# [Consigne 1]
D'après le texte source, sur quelle émission et quelle chaîne Oleg Viktorovitch Morozov a-t-il fait sa déclaration sur un ministre qui se réveillerait à Moscou ?

# [Texte source]
========
Ukraine Stories : Les enfants de l’institutrice


Une campagne de financement participatif a permis de couvrir les deux premiers mois du projet.

Si vous souhaitez le soutenir pour la suite, écrivez infogenevasolutions.

Ukraine Stories : Les enfants de l’institutrice

■ Endormi à Kiev, réveillé à Moscou?

«À un moment donné, dans un avenir très proche, un ministre militaire d’un pays membre de l’OTAN voudra se rendre en train à Kiev pour parler à Zelensky, et il n’y arrivera jamais. Il se réveillera à Moscou», a déclaré Oleg Viktorovitch Morozov, député à la Douma, sur l’émission «60 minutes» de la chaîne Russie 1.

Le député a répondu à l’affirmatif lorsque la présentatrice, Olga Skabeyeva, lui a demandé s’il parlait d’enlèvement. Morozov a ajouté que dans un tel scénario, le fonctionnaire pourrait être jugé à Moscou et reconnu responsable de l’approvisionnement d’armes de son pays à l’Ukraine.

Le député avait auparavant proposé de considérer certains citoyens comme «indésirables» et d’empêcher leur entrée en Russie.

Il avait aussi dit vouloir «dénazifier» la Pologne après la fin de la guerre en Ukraine, d’après le canal Telegram du média indépendant «Agence de nouvelles».

■ Les marchands de l’espoir

La plupart des commerçants du marché d’Odessa n’ont pas cillé le 24 février. Ils ont continué à soutenir l’économie du pays en récoltant des fonds, en fournissant en uniformes et munitions l’armée, en aidant les déplacés à se procurer des produits de première nécessité, et en envoyant de l’aide humanitaire dans les régions déchirées par la guerre.

L’un d’eux, Oleksy Terzioglo, approvisionne les soldats ukrainiens sur la ligne de front.
========
# [Contenu des données]
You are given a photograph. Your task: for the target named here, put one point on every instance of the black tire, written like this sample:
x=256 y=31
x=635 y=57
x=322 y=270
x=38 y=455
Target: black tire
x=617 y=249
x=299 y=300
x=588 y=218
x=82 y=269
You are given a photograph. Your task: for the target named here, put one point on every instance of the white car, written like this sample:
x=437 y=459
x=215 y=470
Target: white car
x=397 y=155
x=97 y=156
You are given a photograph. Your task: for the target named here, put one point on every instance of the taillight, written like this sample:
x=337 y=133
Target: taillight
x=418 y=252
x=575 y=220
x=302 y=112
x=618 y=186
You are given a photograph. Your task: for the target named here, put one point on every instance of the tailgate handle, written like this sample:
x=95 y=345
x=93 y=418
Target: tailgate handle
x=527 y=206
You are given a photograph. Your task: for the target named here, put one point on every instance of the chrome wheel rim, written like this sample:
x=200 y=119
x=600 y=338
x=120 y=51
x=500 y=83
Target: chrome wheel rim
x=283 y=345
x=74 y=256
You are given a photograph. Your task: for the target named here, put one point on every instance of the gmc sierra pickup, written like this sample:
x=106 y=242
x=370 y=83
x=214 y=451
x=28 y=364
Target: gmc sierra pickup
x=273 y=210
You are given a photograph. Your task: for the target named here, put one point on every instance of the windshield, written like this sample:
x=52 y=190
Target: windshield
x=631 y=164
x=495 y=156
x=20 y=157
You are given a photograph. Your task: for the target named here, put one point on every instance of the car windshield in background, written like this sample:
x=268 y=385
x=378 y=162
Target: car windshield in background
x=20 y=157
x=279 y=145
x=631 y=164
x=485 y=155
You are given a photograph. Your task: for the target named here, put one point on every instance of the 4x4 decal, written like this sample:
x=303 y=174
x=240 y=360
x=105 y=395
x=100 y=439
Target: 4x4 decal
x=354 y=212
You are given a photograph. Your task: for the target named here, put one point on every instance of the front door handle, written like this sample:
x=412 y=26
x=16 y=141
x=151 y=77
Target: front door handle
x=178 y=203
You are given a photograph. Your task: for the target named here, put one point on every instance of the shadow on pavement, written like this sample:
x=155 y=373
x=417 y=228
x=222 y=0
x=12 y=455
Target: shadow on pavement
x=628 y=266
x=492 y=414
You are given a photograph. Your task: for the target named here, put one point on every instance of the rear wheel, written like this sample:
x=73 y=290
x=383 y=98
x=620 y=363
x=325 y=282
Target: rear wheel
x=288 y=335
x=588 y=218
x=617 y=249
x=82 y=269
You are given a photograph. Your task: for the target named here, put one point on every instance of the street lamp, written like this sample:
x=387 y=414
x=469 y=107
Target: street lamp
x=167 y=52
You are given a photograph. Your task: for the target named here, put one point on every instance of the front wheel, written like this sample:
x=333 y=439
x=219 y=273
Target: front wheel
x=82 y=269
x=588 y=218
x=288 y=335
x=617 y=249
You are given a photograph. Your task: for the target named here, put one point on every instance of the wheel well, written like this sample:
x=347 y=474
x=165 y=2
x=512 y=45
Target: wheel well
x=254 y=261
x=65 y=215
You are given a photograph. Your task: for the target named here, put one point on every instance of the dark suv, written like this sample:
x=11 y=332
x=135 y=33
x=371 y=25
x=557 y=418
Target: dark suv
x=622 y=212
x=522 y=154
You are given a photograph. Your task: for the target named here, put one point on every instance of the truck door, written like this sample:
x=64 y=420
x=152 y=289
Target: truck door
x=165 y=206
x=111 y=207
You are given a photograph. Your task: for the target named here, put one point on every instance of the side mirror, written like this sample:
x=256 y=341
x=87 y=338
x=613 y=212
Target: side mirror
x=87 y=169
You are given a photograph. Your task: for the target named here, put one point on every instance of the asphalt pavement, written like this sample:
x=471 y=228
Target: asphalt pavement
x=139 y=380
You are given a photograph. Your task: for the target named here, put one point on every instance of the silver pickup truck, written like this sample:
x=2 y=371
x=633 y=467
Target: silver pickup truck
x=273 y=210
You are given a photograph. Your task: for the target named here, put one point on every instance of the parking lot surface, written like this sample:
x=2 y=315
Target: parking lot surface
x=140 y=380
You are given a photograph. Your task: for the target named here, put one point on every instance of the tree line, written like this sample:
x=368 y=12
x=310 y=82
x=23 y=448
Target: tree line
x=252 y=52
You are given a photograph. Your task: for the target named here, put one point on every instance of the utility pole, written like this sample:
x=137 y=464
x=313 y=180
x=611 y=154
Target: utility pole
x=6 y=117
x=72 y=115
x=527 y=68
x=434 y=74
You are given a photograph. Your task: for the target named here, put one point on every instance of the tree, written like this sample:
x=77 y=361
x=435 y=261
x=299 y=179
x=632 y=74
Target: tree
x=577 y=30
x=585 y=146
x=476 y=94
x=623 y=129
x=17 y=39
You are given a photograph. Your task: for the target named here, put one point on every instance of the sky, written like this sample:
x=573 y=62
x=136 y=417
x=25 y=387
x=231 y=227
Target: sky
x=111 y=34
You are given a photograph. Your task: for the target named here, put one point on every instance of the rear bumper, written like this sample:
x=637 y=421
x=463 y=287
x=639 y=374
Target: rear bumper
========
# [Consigne 2]
Rassemblez toutes les lignes des entrées qui contiennent le mot «decal».

# [Réponse complète 1]
Sur l'émission «60 minutes» de la chaîne Russie 1.

# [Réponse complète 2]
You are given a photograph. Your task: for the target named here, put one point on every instance of the 4x4 decal, written like this sample:
Target: 4x4 decal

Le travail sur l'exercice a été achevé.